====== DATA SUPPLIED ======

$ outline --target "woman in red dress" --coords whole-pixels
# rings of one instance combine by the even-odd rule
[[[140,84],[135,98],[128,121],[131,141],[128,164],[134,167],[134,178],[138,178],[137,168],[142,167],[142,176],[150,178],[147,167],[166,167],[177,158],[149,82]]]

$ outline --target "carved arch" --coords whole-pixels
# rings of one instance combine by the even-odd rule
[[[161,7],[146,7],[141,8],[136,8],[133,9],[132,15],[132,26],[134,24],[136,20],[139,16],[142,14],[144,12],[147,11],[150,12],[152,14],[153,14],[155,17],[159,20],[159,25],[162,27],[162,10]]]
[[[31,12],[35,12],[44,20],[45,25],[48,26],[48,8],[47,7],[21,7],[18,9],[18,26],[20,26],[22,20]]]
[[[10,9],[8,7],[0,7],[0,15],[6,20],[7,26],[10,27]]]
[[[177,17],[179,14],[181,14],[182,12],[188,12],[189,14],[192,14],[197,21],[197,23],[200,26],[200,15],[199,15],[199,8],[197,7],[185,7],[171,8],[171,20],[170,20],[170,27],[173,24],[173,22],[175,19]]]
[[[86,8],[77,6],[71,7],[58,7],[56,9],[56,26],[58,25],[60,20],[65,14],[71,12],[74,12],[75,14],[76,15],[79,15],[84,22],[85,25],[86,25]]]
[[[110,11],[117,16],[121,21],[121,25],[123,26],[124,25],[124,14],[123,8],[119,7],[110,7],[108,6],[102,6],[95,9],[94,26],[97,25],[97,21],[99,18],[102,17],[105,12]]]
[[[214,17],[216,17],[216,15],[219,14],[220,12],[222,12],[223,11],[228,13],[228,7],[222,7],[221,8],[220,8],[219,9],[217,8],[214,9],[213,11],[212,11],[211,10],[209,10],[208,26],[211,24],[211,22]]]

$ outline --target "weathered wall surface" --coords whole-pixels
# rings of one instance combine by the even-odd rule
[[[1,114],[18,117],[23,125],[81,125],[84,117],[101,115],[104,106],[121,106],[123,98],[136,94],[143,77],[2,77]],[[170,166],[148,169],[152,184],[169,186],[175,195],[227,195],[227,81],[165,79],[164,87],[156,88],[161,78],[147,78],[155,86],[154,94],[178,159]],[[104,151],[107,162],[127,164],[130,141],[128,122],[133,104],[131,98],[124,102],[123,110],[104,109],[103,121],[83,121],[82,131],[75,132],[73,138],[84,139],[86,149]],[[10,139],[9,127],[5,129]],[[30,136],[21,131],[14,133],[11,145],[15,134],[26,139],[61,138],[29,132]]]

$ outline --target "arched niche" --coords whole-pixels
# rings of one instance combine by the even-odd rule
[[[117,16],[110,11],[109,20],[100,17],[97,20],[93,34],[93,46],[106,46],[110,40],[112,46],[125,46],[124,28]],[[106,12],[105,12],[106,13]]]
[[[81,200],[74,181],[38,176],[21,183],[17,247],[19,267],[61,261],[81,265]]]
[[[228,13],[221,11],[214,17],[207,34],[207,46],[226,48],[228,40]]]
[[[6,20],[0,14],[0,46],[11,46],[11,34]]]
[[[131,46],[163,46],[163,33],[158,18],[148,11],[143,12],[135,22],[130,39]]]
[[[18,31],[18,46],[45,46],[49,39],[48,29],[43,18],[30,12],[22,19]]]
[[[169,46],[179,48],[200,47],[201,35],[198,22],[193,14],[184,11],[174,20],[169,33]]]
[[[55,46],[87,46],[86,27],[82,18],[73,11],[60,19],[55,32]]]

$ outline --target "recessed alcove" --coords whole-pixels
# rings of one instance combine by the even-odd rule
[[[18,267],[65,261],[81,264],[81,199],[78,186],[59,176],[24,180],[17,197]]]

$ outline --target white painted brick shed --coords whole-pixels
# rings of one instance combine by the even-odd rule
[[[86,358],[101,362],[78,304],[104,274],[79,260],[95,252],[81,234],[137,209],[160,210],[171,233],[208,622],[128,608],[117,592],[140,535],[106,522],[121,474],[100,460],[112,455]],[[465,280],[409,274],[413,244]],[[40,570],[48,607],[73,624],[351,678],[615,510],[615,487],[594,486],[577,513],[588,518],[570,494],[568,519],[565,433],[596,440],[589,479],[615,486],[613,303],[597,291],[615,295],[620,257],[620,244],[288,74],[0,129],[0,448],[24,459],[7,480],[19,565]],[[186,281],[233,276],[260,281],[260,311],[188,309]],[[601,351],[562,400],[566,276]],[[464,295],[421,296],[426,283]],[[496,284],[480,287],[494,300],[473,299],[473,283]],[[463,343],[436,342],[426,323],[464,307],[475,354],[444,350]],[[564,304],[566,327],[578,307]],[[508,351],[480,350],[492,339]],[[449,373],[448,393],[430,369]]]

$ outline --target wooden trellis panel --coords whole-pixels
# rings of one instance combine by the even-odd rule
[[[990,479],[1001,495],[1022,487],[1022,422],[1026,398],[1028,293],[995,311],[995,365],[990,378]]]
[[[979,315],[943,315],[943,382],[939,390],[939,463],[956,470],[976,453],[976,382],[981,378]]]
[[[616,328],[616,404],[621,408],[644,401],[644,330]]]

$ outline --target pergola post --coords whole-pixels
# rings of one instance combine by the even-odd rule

======

PROBLEM TO SOLVE: Quote the entire listing above exactly.

CORRECT ANSWER:
$ outline --target "woman in red dress" --coords whole-pixels
# rings of one instance combine by the even-odd rule
[[[140,84],[135,98],[128,121],[131,141],[128,164],[134,167],[134,178],[138,178],[137,168],[142,167],[142,176],[150,178],[147,167],[166,167],[177,158],[149,82]]]

$ outline --target "carved arch" --coords whole-pixels
# rings of one instance combine by the even-odd rule
[[[161,7],[146,7],[141,8],[136,8],[133,9],[132,15],[132,26],[134,24],[136,20],[139,16],[142,14],[144,12],[147,11],[150,12],[152,14],[153,14],[155,17],[159,20],[159,25],[162,27],[162,10]]]
[[[31,12],[35,12],[44,20],[45,25],[48,26],[48,8],[47,7],[21,7],[18,9],[18,26],[20,26],[22,20]]]
[[[10,9],[8,7],[0,7],[0,15],[6,20],[7,26],[10,27]]]
[[[177,17],[179,14],[181,14],[182,12],[188,12],[189,14],[192,14],[197,21],[197,23],[200,26],[200,15],[199,15],[199,8],[197,7],[185,7],[171,8],[171,20],[170,20],[170,27],[173,24],[173,22],[175,19]]]
[[[86,8],[77,6],[71,7],[58,7],[56,9],[56,26],[58,25],[60,20],[65,14],[71,12],[74,12],[75,14],[76,15],[79,15],[84,22],[85,25],[86,25]]]
[[[110,11],[117,16],[121,21],[121,25],[123,26],[124,25],[124,14],[123,8],[119,7],[110,7],[108,6],[102,6],[95,9],[94,26],[97,25],[97,21],[99,18],[102,17],[105,12]]]
[[[214,17],[216,17],[216,15],[219,14],[220,12],[222,12],[223,11],[228,13],[228,7],[222,7],[221,8],[220,8],[219,9],[217,8],[214,9],[213,11],[212,11],[211,10],[209,10],[208,26],[211,24],[211,22]]]

$ outline --target "weathered wall surface" --coords whole-pixels
# rings of one instance combine by the even-odd rule
[[[1,114],[18,117],[23,125],[81,125],[84,117],[101,115],[104,106],[121,106],[123,98],[136,94],[143,77],[2,77]],[[170,166],[148,169],[152,184],[169,186],[175,195],[227,195],[227,81],[165,79],[164,87],[156,88],[161,78],[147,78],[155,86],[154,94],[178,159]],[[104,151],[107,162],[127,164],[130,141],[128,122],[133,104],[131,98],[124,102],[123,110],[104,109],[103,121],[83,121],[82,131],[75,132],[73,138],[84,139],[86,149]],[[10,139],[9,127],[5,129]],[[30,136],[21,131],[14,133],[11,145],[15,134],[26,139],[61,138],[29,132]]]

$ outline --target "arched niche" --coords whole-pixels
# rings of one instance combine by the even-odd rule
[[[117,16],[110,11],[109,20],[100,17],[97,20],[93,34],[93,46],[106,46],[110,40],[112,46],[125,46],[124,28]],[[106,12],[105,12],[106,13]]]
[[[81,200],[74,181],[38,176],[21,183],[17,247],[19,267],[61,261],[81,265]]]
[[[228,13],[221,11],[214,17],[207,34],[207,46],[226,48],[228,40]]]
[[[6,20],[0,14],[0,46],[11,46],[11,34]]]
[[[131,46],[163,46],[163,33],[158,18],[148,11],[143,12],[135,22],[130,39]]]
[[[18,31],[18,46],[45,46],[49,39],[48,29],[43,18],[30,12],[22,19]]]
[[[169,46],[179,48],[200,47],[201,35],[198,22],[193,14],[184,11],[174,20],[169,33]]]
[[[55,46],[87,46],[86,27],[82,18],[73,11],[60,19],[55,32]]]

$ outline --target "recessed alcove" --coords whole-pixels
# rings of one instance combine by the even-odd rule
[[[18,267],[65,261],[81,264],[81,199],[78,186],[59,176],[24,180],[17,197]]]

$ outline --target white painted brick shed --coords whole-pixels
# rings of one instance combine by the even-odd rule
[[[86,358],[101,362],[78,304],[104,274],[79,260],[95,252],[81,234],[137,209],[160,210],[171,233],[208,622],[128,608],[117,592],[140,535],[106,522],[121,474],[100,460],[112,455]],[[465,280],[409,274],[413,244]],[[40,570],[48,607],[73,624],[351,678],[615,510],[615,487],[594,486],[577,513],[588,518],[570,494],[568,519],[565,433],[596,440],[589,479],[615,486],[613,303],[597,291],[615,295],[620,257],[620,244],[288,74],[0,129],[0,448],[24,459],[7,480],[19,565]],[[186,281],[233,276],[260,281],[260,311],[188,309]],[[601,351],[562,400],[566,276]],[[464,295],[421,296],[426,283]],[[496,284],[480,287],[494,300],[473,299],[473,283]],[[463,343],[436,342],[426,323],[464,307],[475,354],[444,350]],[[564,304],[566,327],[578,307]],[[508,351],[480,350],[492,339]],[[449,373],[448,393],[430,369]]]

$ outline --target wooden trellis panel --coords whole-pixels
# rings of one instance combine by the even-odd rule
[[[990,479],[1001,495],[1022,487],[1022,422],[1026,398],[1028,293],[995,311],[995,365],[990,378]]]
[[[979,315],[943,315],[943,382],[939,390],[939,463],[956,470],[976,453],[976,382],[981,378]]]
[[[616,328],[616,404],[621,408],[644,401],[644,330]]]

$ outline --target pergola post --coords whole-pixels
# rings of one instance combine by the even-odd rule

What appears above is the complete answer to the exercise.